### TEXTO PROPUESTO
++++++++++++++++++++
Neruda siguió adelante. Vio la invasión rusa a Checoslovaquia. Aceptó ser candidato a la presidencia para luego de lograr la unidad de la izquierda cederle el paso a su amigo de tantos años Salvador Allende; defender, en París, como embajador, la nacionalización del cobre y pelear por la deuda externa; ganar en 1971 el Nobel y enamorarse, siempre inmaduro, de una pariente de su mujer.

Destruyeron su casa, rasgaron sus cuadros, rompieron sus libros. Franco había resucitado en Pinochet. Murió Neruda (1973). Su poesía sigue viva.



REINCIDENCIA EN LA TIERRA

Juan Manuel Roca **



Hace poco fui en Madrid a la Residencia de Estudiantes, mítico lugar donde García Lorca vivió y fraguó su teoría y juego del duende. Se llevaban a cabo las jornadas de homenaje a Pablo Neruda.

El chileno fue recordado entre otros por su paisano Gonzalo Rojas que, incondicional de nadie, ni siquiera del viejo Papa de Temuco, no abandonó su humor. Imitó, con afecto socarrón, la voz de fuelle de Neruda, ese sonido de bandoneón apagado por la sordina de su sopor.

La sensación fue curiosa. Los invitados no se entregaban del todo a la celebración. Si el festejado hubiera podido asistir -todo homenaje postmórten tiene algo de mansalva- a lo mejor habría dicho a los oferentes: "me gusta cuando callan, porque están como ausentes".

Es difícil que un poeta de su estirpe no tenga contradictores. Además de una corte de celebrantes. Todo lo anterior sirva para señalar que el legado de Neruda no puede dejar de verse sino entre luces y sombras, entre agujas de plata perdidas en el pajar del lenguaje, entre cierta hojarasca y acento telúrico que ha envejecido, pero también a través de sus grandes instantes.

Aun hay los que se solazan con su Canto general -Harold Bloom cree que Borges se burlaba de este en El Aleph-, los que aman su estereotipado americanismo o buscan versos rescatables en su Incitación al nixonicidio, malos versos de puño cerrado.

Sus loas a Stalin, primero, y luego sus diatribas, su rol de poeta convertido en boca de partido, resultan francamente deplorables.

Hacer un balance de su obra es recordar Residencia en la Tierra y la surrealidad cotidiana de Estravagario que lo llevaba a sentirse "ciudadano de las ferreterías". De hecho, su casa en Isla Negra parece una inmensa bodega, una cacharrería donde hay clavos, ojos de buey, caracolas, brújulas rotas, lo más parecido a su enumerativa poesía. Neruda tuvo ojos para las cosas elementales. Mezcló en su marmita rosas y congrios, crepúsculos, rieles y catres de hospital como un Rey Midas que lograba convertir el lodo en oro. Pero no pocas veces ocurría a la inversa y convertía el oro en guano. Sus celos con Huidobro y, según Larrea, con Vallejo, su comunismo y su glotonería de viejo tragaldabas conforman un perfil humano, demasiado humano para que su nombre evoque el de una deidad.
++++++++++++++++++++
[Fragmentos de un conjunto de datos]
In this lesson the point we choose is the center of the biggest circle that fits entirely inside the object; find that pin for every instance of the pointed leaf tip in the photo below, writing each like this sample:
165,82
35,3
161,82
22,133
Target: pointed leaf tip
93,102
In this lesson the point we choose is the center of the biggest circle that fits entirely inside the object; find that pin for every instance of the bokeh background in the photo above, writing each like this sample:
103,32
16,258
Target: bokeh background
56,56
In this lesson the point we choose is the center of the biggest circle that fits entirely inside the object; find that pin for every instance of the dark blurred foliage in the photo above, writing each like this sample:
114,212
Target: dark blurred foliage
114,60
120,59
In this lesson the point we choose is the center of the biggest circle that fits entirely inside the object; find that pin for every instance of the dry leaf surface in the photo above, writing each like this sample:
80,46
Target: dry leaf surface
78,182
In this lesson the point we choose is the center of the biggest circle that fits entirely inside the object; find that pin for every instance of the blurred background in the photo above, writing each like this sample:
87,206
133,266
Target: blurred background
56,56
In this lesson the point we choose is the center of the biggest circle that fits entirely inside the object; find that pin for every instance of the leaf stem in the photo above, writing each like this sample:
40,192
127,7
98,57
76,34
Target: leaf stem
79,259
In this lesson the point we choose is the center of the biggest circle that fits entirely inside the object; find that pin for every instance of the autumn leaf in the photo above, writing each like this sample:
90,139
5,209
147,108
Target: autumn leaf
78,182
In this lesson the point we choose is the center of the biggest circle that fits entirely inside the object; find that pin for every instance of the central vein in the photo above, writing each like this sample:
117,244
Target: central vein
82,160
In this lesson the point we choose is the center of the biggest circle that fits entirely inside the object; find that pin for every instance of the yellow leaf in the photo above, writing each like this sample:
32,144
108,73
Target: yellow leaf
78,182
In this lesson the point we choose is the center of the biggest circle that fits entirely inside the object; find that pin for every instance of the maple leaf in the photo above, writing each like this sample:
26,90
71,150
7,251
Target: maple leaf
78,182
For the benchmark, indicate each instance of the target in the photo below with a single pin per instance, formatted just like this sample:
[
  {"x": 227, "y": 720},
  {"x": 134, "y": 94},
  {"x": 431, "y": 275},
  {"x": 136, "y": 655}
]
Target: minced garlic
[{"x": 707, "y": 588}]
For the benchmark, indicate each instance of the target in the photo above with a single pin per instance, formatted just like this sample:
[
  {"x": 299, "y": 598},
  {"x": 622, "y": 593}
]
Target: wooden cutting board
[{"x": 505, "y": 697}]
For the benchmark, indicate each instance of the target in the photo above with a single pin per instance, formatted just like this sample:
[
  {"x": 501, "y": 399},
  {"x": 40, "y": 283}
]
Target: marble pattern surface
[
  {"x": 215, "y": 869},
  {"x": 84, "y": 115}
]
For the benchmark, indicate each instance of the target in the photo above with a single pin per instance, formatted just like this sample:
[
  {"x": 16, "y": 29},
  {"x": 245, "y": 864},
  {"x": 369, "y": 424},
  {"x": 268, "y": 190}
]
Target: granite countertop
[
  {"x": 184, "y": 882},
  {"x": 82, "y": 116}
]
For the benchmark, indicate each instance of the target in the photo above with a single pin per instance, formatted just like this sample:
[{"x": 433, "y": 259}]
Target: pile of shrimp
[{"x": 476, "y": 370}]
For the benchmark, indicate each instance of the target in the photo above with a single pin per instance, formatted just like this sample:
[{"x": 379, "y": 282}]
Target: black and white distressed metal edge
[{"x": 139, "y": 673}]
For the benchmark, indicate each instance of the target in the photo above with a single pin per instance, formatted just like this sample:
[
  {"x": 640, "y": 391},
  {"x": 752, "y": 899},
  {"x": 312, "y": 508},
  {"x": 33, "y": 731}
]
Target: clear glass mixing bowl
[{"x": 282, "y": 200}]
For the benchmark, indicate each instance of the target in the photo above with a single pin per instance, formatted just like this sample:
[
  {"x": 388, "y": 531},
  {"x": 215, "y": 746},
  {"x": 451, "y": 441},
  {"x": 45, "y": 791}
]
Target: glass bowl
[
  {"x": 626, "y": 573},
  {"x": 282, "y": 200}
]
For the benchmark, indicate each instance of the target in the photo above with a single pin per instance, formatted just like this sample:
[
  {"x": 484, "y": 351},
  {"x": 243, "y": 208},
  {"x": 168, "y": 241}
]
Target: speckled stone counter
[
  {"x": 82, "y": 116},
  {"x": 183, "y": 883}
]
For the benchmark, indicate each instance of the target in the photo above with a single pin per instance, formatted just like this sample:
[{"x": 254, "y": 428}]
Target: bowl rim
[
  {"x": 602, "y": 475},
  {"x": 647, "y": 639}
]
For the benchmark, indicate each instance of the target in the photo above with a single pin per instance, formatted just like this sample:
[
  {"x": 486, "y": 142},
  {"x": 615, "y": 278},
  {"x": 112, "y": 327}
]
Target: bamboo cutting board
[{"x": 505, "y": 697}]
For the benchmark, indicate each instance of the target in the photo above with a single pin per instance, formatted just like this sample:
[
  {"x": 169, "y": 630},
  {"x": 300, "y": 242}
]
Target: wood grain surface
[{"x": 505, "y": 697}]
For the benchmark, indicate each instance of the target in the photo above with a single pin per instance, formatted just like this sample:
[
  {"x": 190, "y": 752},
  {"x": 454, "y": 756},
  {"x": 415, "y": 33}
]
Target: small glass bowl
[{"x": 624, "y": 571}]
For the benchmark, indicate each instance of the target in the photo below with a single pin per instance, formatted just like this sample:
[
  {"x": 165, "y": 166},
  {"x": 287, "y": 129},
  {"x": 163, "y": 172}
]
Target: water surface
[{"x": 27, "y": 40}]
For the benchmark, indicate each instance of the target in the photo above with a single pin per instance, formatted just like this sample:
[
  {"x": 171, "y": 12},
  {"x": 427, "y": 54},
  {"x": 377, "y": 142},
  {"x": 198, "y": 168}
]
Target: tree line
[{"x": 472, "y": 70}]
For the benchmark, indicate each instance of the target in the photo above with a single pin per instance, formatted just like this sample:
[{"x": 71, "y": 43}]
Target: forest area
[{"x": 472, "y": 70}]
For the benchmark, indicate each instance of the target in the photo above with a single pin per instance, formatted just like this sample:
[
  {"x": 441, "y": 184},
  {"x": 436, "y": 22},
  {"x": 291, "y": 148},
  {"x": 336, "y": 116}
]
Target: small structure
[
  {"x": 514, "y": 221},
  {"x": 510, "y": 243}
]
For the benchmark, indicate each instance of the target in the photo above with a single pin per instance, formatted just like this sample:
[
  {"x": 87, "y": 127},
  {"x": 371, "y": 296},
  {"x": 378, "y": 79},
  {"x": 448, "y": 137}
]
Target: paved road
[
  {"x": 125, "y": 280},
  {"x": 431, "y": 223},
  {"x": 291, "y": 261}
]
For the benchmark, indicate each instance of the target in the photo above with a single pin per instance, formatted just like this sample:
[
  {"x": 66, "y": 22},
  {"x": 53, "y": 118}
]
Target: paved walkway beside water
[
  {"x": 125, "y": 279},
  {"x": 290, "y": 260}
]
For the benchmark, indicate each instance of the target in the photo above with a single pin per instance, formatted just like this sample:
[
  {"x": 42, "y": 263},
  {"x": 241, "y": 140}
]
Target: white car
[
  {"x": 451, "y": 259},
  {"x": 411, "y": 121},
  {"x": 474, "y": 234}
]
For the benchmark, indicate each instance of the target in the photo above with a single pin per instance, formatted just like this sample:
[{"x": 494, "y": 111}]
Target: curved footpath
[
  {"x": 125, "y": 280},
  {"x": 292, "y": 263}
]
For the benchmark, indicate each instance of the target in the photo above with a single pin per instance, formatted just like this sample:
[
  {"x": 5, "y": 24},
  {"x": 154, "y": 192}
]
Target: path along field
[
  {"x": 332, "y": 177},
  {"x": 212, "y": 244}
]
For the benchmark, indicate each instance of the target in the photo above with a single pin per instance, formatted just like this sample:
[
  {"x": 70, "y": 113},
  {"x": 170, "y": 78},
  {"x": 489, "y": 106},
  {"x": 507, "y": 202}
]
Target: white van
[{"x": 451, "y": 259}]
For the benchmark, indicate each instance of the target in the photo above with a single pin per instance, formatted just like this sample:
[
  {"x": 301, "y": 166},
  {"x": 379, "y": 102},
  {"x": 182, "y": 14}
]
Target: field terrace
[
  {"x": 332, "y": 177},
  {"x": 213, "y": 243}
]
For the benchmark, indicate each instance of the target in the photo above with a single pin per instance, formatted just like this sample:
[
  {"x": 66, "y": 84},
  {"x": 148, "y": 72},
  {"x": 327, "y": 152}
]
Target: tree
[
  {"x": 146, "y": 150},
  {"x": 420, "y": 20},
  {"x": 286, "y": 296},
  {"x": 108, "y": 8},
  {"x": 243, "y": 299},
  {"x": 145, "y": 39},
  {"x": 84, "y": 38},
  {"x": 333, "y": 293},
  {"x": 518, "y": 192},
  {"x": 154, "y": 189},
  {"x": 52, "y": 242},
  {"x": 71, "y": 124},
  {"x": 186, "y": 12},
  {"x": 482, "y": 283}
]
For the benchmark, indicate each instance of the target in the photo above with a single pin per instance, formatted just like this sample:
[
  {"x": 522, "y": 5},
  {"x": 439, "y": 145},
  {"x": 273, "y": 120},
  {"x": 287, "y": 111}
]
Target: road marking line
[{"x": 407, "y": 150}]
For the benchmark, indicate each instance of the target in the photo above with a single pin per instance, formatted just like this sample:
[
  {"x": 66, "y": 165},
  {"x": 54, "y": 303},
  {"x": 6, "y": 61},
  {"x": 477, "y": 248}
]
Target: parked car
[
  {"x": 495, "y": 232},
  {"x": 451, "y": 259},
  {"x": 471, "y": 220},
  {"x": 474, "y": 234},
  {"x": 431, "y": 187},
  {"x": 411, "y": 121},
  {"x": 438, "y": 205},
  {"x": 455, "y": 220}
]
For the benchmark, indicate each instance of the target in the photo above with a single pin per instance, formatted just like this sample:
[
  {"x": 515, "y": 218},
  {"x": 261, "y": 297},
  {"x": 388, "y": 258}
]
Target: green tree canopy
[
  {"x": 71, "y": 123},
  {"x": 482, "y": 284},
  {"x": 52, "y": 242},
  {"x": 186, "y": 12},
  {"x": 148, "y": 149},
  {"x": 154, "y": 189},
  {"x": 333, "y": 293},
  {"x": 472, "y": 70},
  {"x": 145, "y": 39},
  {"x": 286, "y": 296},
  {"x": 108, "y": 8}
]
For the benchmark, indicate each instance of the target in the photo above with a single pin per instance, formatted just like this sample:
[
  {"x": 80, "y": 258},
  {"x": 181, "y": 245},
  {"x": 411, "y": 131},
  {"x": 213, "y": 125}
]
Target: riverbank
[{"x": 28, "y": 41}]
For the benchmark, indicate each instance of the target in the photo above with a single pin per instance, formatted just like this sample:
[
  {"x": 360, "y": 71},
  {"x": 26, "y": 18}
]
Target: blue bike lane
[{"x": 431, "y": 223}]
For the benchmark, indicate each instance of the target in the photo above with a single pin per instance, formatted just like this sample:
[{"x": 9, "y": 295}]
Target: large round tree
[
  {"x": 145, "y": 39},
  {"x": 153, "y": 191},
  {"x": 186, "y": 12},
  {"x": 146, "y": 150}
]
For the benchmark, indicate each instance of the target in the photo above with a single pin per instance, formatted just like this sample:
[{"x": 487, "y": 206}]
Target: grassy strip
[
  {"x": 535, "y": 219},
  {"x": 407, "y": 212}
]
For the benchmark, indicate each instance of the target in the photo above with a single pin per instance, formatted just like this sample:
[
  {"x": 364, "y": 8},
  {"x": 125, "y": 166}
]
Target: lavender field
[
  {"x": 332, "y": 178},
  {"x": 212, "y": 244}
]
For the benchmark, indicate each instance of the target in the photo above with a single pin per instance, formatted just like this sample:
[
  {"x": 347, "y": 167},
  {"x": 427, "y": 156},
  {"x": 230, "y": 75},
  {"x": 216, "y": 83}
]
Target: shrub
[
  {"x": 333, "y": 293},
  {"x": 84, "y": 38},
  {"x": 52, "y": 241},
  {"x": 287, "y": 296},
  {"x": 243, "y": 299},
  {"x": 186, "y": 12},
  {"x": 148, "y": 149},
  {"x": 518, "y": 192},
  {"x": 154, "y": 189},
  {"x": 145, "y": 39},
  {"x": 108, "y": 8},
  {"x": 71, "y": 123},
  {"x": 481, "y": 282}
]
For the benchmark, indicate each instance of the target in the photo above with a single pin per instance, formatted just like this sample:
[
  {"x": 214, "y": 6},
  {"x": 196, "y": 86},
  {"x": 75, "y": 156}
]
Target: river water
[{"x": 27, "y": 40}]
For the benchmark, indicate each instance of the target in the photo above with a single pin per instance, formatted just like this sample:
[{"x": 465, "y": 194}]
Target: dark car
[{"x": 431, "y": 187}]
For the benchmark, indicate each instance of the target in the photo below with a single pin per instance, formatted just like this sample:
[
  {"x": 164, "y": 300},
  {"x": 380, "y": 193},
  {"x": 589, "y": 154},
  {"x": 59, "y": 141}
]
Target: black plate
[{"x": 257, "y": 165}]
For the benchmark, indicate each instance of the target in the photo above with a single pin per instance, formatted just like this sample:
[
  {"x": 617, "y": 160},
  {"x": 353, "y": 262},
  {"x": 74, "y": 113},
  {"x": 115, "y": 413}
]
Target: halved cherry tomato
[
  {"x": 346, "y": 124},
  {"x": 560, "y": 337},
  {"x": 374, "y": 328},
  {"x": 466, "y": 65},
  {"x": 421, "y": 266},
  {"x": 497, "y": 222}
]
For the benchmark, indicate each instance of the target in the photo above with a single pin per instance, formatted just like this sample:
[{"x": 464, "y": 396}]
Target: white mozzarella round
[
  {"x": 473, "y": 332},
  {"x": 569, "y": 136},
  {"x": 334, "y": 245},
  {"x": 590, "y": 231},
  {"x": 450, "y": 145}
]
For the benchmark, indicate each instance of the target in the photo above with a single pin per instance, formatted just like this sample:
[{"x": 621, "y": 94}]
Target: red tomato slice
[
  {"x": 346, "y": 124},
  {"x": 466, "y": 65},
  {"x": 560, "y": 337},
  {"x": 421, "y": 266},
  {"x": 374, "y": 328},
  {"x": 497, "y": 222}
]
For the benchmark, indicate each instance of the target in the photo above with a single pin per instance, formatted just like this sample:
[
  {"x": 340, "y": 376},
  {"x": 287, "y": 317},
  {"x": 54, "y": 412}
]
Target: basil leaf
++++++++++++++++++++
### EJERCICIOS
1. Responde estas preguntas sobre el texto propuesto:
(a) ¿En qué año ganó Neruda el Nobel?
(b) ¿En qué lugar de Madrid se hicieron las jornadas de homenaje a Pablo Neruda?
(c) ¿Qué cosa de Neruda parece "una inmensa bodega"?
2. Transcribe del texto propuesto el fragmento entre "La sensación fue" y "sus grandes instantes.", ambos incluidos.

### RESPUESTAS
1.
(a) En 1971.
(b) En la Residencia de Estudiantes.
(c) Su casa en Isla Negra.

2.
La sensación fue curiosa. Los invitados no se entregaban del todo a la celebración. Si el festejado hubiera podido asistir -todo homenaje postmórten tiene algo de mansalva- a lo mejor habría dicho a los oferentes: "me gusta cuando callan, porque están como ausentes".

Es difícil que un poeta de su estirpe no tenga contradictores. Además de una corte de celebrantes. Todo lo anterior sirva para señalar que el legado de Neruda no puede dejar de verse sino entre luces y sombras, entre agujas de plata perdidas en el pajar del lenguaje, entre cierta hojarasca y acento telúrico que ha envejecido, pero también a través de sus grandes instantes.